Task:
Render the part of the listing that opens with its first line and closes with the line containing "pixel 75 492", both included, as a JSON list of strings, one string per line and blank lines left out.

Available data:
§ §
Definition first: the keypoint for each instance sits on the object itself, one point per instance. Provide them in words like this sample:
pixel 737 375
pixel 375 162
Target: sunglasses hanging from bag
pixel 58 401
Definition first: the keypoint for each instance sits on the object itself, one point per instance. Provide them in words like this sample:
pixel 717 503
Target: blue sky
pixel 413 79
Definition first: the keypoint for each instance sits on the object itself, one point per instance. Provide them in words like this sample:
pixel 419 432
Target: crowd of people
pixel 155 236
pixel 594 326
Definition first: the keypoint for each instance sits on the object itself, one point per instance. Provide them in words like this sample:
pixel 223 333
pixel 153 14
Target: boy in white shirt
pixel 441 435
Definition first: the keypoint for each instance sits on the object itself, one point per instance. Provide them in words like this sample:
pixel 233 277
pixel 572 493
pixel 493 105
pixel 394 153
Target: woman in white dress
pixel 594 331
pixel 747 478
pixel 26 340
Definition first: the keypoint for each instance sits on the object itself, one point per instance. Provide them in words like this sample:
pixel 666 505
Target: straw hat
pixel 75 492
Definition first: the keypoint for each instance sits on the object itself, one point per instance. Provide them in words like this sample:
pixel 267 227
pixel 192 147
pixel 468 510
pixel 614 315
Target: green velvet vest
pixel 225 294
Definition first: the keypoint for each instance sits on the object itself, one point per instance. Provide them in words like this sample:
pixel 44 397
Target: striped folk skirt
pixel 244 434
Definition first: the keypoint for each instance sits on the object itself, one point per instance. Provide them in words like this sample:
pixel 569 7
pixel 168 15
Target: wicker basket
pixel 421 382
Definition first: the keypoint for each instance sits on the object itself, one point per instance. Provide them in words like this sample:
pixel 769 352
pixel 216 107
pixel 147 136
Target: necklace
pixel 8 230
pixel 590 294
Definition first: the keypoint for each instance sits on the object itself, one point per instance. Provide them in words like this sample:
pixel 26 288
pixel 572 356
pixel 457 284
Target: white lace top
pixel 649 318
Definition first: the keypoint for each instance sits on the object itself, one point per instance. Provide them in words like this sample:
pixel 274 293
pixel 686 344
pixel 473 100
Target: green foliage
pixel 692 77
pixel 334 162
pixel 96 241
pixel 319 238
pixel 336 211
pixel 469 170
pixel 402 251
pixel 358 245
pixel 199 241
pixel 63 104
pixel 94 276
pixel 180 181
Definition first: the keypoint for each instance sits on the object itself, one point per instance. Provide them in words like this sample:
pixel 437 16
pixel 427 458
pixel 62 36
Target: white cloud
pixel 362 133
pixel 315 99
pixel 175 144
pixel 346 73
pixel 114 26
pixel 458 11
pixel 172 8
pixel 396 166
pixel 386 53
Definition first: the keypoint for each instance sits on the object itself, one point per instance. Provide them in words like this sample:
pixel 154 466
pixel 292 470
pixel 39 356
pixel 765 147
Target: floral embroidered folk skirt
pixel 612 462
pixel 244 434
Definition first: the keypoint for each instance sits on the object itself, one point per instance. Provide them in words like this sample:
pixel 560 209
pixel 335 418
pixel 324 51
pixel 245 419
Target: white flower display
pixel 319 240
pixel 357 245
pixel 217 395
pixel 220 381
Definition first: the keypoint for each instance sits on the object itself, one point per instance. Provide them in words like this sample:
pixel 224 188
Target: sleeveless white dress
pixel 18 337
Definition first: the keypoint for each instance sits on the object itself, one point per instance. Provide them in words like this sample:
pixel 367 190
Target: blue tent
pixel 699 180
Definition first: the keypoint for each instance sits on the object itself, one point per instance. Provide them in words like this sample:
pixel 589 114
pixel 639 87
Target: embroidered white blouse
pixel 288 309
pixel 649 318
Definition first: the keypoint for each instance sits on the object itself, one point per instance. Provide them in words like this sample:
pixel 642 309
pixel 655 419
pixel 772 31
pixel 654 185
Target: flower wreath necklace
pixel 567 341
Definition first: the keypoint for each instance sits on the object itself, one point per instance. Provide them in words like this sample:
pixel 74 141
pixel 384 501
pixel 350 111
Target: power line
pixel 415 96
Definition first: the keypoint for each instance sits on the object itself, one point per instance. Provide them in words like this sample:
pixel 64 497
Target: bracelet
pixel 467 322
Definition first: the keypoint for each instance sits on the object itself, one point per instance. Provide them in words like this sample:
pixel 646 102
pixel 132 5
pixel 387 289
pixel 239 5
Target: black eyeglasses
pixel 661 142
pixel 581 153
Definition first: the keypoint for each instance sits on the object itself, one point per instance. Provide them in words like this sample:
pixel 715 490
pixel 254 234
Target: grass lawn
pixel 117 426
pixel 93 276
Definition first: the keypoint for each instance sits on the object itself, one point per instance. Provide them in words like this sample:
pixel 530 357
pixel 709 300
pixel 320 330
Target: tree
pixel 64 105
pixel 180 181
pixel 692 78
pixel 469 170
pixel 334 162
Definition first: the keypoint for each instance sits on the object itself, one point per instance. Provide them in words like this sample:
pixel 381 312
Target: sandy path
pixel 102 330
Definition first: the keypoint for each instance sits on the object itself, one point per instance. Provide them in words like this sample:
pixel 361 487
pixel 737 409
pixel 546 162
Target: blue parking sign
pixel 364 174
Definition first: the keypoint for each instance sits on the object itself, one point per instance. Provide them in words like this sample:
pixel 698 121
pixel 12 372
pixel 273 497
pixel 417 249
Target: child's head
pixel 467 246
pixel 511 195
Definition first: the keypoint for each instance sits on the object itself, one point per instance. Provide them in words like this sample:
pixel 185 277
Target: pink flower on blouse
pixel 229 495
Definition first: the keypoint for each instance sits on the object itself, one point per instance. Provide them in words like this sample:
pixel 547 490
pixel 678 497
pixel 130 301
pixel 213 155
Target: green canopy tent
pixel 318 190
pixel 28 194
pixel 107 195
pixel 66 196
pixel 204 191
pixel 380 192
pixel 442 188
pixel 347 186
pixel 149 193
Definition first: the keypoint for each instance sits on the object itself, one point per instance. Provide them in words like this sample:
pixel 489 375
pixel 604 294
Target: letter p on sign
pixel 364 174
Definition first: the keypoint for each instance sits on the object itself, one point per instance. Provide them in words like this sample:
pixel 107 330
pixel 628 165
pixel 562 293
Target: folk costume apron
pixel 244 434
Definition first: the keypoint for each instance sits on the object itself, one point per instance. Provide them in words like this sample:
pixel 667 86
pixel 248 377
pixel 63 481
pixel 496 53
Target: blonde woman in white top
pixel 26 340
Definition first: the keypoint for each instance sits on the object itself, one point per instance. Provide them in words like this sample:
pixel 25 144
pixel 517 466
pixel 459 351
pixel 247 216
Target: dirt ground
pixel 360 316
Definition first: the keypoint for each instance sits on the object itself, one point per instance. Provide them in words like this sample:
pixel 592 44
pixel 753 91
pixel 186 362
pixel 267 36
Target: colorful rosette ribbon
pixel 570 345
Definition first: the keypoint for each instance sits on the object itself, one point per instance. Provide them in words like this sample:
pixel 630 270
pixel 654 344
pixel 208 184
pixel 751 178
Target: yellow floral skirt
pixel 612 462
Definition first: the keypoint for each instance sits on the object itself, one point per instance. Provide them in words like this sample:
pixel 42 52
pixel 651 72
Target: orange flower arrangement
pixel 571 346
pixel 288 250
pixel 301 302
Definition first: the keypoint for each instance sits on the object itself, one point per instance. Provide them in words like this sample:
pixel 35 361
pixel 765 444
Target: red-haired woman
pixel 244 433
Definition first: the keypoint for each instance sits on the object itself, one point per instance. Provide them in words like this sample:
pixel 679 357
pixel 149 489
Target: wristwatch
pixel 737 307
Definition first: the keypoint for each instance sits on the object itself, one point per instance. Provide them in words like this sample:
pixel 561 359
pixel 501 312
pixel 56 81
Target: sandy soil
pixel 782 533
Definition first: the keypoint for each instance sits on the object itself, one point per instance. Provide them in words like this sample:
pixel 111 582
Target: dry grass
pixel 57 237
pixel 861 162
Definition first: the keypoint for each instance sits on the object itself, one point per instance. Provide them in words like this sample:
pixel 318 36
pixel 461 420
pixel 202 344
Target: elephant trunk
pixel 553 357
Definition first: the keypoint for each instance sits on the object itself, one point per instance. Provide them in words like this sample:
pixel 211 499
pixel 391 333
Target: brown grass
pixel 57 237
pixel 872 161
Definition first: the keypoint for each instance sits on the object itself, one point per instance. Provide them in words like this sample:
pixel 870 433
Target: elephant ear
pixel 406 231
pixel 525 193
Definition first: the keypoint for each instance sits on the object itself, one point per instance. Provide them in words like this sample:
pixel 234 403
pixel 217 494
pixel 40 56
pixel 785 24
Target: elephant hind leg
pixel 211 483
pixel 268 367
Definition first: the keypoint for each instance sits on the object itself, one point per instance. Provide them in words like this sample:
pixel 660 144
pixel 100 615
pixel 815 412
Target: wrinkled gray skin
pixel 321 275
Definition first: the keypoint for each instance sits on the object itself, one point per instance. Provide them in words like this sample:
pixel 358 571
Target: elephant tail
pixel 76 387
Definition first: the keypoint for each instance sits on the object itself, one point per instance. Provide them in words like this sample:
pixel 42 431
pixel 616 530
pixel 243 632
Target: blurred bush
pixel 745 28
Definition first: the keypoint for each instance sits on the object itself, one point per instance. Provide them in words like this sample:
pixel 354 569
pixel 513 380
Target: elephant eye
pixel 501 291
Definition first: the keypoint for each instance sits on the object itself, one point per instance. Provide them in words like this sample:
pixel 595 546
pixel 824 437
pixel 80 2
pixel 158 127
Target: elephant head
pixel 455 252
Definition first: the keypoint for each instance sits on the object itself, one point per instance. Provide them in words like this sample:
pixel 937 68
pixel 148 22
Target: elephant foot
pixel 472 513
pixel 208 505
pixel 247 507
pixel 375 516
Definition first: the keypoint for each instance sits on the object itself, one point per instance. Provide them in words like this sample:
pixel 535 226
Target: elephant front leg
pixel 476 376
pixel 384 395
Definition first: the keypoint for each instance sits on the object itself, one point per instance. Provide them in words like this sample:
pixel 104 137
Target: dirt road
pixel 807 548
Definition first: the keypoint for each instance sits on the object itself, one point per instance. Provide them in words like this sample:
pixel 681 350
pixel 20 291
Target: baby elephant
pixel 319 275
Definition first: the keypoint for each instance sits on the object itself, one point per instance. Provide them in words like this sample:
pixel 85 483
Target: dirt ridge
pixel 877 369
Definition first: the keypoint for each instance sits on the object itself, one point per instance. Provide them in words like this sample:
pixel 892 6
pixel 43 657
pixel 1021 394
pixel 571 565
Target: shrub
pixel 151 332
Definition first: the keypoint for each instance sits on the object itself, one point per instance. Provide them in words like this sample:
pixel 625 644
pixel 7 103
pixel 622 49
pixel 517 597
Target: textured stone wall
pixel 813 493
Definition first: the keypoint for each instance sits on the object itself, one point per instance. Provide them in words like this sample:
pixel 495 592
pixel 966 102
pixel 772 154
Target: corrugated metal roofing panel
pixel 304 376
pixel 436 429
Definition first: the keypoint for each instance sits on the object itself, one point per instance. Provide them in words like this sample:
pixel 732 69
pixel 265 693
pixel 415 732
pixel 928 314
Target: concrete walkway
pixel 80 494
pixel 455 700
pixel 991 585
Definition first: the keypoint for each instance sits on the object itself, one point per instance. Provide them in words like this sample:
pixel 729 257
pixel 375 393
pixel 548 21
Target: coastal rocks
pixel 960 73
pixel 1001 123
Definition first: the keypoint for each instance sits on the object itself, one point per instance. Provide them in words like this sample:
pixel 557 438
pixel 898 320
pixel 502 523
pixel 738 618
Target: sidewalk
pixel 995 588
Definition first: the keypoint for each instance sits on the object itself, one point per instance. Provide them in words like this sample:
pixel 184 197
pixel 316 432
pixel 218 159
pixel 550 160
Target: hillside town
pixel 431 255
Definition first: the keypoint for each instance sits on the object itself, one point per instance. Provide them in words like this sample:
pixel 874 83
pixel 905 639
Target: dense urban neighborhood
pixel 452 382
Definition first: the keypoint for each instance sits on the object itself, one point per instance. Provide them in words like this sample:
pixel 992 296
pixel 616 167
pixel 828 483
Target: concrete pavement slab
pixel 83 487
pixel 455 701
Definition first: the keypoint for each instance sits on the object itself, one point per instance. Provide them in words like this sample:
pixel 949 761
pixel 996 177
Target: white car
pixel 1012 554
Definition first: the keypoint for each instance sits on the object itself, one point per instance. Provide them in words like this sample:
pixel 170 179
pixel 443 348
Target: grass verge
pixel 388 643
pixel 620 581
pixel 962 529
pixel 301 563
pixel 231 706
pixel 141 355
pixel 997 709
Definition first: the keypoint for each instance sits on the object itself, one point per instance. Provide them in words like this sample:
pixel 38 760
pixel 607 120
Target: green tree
§ §
Result for this task:
[
  "Definition first: the keypoint for each instance sits on the object itself, one point per instance. Provide them in words like this sample:",
  "pixel 737 375",
  "pixel 375 162",
  "Target: sunglasses hanging from bag",
  "pixel 58 401",
  "Definition first: the keypoint for each instance sits on the object itself, one point per instance. Provide them in words like this sample:",
  "pixel 717 503",
  "Target: blue sky",
  "pixel 413 79",
  "Definition first: the keypoint for each instance sits on the object itself, one point per instance. Provide them in words like this sample:",
  "pixel 419 432",
  "Target: crowd of people",
  "pixel 155 236",
  "pixel 594 326",
  "Definition first: the keypoint for each instance sits on the object itself, one point per instance. Provide them in words like this sample:",
  "pixel 223 333",
  "pixel 153 14",
  "Target: boy in white shirt",
  "pixel 441 435",
  "Definition first: the keypoint for each instance sits on the object itself, one point per instance. Provide them in words like this sample:",
  "pixel 233 277",
  "pixel 572 493",
  "pixel 493 105",
  "pixel 394 153",
  "Target: woman in white dress",
  "pixel 594 331",
  "pixel 747 478",
  "pixel 26 340",
  "Definition first: the keypoint for each instance sits on the object itself, one point per instance. Provide them in words like this sample:",
  "pixel 666 505",
  "Target: straw hat",
  "pixel 75 492"
]